■ **THE EXERCISE**
In the listing below, locate the line containing "Pick out the green grass"; reproduce that line and all lines that follow it, unchanged.

--- START ---

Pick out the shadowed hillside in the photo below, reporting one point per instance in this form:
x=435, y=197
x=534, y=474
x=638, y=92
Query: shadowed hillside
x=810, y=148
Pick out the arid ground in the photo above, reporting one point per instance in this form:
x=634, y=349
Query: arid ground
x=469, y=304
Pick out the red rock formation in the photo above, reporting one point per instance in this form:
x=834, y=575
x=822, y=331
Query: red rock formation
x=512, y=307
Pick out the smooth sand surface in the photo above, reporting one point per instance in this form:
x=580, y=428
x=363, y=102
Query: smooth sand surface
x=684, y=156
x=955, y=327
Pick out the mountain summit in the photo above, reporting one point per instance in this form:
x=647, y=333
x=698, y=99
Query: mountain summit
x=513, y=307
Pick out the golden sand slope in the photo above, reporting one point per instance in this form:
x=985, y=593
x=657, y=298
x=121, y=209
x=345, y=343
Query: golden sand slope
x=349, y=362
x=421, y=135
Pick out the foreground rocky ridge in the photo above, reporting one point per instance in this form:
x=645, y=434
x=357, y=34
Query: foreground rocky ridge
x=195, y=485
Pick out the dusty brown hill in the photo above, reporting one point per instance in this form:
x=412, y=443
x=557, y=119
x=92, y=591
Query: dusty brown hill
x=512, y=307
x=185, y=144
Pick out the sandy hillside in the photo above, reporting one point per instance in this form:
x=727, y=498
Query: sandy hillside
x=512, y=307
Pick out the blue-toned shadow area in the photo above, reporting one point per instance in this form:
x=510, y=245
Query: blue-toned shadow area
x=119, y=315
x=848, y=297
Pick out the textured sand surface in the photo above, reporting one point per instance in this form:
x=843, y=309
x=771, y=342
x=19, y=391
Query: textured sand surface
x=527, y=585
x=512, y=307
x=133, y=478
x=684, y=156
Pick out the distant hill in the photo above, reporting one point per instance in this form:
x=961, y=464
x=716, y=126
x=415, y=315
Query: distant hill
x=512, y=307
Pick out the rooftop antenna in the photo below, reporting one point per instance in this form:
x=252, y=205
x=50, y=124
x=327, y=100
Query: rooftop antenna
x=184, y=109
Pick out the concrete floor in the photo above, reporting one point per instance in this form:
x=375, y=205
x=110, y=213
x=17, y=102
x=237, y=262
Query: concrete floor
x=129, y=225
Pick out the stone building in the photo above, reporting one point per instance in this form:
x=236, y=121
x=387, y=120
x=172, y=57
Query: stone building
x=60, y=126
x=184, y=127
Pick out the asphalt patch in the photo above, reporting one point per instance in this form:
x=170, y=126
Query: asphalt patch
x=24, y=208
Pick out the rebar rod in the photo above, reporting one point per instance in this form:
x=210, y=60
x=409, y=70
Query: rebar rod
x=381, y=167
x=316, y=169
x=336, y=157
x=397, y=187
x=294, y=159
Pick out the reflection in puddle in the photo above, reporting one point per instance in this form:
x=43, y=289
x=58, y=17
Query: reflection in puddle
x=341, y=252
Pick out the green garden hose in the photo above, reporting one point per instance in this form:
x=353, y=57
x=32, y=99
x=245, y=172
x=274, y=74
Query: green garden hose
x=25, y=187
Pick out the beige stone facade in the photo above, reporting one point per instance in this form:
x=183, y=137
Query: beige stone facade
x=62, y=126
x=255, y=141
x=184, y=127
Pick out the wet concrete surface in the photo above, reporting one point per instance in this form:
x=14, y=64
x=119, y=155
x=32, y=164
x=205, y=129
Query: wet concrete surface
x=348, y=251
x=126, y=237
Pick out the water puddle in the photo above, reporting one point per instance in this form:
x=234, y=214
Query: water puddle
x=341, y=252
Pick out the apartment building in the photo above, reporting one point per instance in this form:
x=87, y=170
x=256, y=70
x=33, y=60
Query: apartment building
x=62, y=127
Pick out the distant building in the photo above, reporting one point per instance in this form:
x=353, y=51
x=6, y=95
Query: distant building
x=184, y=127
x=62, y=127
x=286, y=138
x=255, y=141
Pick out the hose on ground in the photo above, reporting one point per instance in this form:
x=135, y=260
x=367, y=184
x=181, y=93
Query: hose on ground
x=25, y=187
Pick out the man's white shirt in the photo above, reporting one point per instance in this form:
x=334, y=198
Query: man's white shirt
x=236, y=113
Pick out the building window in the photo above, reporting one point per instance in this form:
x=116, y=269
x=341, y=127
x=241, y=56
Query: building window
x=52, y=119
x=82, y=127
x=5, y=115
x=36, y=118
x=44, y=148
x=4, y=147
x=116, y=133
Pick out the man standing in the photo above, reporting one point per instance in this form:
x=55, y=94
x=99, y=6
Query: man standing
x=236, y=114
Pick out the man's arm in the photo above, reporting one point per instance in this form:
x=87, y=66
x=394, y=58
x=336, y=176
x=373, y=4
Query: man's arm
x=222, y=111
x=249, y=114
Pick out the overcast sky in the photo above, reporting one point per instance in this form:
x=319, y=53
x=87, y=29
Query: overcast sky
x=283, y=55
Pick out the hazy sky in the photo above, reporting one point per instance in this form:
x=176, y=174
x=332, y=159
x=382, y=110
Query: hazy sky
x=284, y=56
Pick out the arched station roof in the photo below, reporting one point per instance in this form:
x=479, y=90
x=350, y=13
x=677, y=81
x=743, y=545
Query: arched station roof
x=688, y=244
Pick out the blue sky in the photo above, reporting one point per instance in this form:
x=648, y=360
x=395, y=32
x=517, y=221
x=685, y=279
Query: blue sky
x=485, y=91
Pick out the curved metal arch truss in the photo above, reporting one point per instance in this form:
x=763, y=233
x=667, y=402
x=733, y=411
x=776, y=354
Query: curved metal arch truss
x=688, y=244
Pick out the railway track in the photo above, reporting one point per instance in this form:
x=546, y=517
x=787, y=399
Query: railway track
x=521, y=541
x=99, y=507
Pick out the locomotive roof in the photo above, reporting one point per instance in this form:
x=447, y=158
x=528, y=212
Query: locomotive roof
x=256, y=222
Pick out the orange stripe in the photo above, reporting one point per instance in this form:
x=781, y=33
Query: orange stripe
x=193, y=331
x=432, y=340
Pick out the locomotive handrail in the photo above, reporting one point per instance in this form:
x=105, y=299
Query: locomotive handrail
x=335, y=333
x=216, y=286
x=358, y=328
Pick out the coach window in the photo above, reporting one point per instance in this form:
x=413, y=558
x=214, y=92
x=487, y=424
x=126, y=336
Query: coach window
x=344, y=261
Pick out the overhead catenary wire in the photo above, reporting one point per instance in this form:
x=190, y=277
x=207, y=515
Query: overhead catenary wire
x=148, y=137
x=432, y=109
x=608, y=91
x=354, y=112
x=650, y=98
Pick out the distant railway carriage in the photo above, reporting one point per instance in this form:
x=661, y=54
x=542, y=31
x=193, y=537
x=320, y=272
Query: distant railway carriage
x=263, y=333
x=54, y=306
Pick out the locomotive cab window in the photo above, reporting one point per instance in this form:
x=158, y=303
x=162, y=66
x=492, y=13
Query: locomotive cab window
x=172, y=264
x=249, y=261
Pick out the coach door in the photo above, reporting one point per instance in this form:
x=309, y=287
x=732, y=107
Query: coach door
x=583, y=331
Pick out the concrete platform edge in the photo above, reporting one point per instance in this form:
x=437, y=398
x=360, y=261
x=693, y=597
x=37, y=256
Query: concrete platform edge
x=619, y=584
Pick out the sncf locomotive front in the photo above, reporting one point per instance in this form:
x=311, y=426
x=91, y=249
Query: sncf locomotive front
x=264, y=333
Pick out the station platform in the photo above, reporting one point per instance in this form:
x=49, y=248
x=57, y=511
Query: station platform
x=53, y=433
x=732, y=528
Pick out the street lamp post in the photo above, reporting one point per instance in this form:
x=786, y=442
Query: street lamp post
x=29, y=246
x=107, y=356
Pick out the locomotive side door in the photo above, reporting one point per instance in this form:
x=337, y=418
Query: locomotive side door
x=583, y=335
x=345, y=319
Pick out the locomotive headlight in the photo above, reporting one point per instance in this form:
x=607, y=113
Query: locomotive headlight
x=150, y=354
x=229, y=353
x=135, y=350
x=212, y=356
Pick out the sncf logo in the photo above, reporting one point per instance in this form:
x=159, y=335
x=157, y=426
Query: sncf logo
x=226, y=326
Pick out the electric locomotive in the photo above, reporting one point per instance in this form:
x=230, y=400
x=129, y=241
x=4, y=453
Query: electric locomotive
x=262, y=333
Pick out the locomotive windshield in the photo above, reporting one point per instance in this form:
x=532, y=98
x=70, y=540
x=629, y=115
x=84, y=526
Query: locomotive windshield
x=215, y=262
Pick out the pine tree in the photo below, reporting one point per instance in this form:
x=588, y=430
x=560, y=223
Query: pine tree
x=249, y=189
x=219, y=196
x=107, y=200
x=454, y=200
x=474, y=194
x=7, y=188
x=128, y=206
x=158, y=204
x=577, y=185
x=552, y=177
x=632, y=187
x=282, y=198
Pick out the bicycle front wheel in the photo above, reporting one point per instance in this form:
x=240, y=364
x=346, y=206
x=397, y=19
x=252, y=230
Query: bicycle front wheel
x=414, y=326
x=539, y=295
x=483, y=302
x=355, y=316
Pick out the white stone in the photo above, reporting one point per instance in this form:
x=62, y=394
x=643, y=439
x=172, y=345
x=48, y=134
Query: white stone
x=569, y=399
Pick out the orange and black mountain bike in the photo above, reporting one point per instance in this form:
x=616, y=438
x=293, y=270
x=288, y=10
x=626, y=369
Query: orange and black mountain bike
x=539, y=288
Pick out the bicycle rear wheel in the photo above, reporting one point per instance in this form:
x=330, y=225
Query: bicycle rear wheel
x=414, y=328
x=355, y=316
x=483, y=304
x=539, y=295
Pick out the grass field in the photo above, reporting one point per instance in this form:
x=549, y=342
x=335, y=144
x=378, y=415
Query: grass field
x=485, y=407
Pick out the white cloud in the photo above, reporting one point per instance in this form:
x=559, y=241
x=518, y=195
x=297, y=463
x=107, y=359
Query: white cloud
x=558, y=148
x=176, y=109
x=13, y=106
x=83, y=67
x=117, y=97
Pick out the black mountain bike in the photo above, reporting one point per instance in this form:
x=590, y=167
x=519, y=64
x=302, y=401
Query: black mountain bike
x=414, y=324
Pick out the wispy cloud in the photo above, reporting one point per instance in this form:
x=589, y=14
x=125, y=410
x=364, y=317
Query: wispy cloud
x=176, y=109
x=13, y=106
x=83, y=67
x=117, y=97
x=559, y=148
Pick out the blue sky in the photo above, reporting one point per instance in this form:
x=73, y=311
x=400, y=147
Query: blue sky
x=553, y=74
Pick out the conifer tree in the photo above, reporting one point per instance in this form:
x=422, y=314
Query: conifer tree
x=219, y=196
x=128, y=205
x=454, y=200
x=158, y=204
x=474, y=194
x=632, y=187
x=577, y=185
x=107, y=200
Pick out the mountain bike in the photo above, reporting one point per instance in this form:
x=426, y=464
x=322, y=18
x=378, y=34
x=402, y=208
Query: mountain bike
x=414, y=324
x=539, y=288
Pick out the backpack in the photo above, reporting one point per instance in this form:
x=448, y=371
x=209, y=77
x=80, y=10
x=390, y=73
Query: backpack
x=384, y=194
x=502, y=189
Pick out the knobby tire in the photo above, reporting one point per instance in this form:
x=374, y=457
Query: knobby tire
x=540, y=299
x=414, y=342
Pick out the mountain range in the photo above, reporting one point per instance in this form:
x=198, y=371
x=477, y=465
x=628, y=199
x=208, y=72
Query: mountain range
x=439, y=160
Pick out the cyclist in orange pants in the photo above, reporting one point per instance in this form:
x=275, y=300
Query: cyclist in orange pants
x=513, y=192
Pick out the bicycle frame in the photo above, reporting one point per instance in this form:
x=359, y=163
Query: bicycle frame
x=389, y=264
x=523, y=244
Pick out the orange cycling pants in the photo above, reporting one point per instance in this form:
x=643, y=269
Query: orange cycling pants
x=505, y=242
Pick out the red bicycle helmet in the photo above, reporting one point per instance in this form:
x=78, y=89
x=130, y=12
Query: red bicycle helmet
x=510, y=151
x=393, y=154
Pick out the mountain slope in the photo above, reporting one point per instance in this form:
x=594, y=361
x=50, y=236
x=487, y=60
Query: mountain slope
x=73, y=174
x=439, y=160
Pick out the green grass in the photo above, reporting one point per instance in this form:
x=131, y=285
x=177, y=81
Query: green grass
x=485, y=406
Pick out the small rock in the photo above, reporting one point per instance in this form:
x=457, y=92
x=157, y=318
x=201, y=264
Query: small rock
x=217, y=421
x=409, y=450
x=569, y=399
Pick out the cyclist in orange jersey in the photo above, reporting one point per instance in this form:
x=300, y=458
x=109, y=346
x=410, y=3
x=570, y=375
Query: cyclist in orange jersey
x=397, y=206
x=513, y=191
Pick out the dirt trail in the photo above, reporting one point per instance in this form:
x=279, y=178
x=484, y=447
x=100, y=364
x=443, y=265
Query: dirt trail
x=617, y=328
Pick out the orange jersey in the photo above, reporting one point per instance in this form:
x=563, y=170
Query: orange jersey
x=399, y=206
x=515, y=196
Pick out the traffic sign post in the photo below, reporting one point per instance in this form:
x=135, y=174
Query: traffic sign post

--- END ---

■ **EXERCISE RESPONSE**
Pick out the green grass in the photo above, reporting one point per instance in this form:
x=131, y=285
x=177, y=81
Query: green grass
x=485, y=406
Pick out the small rock in the photo above, reporting one point per instance in this form:
x=457, y=92
x=157, y=318
x=201, y=264
Query: small rock
x=217, y=421
x=409, y=450
x=569, y=399
Pick out the cyclist in orange jersey in the photo above, reporting one point per instance in this form:
x=300, y=458
x=109, y=346
x=410, y=3
x=570, y=375
Query: cyclist in orange jersey
x=397, y=206
x=513, y=191
Pick out the dirt trail in the photo above, reporting one point per instance in this form:
x=279, y=178
x=484, y=447
x=100, y=364
x=443, y=265
Query: dirt trail
x=617, y=328
Pick out the orange jersey in the photo above, reporting one point per instance in this form:
x=563, y=170
Query: orange jersey
x=399, y=206
x=515, y=196
Pick out the traffic sign post in the photo below, reporting one point per instance in this form:
x=135, y=174
Query: traffic sign post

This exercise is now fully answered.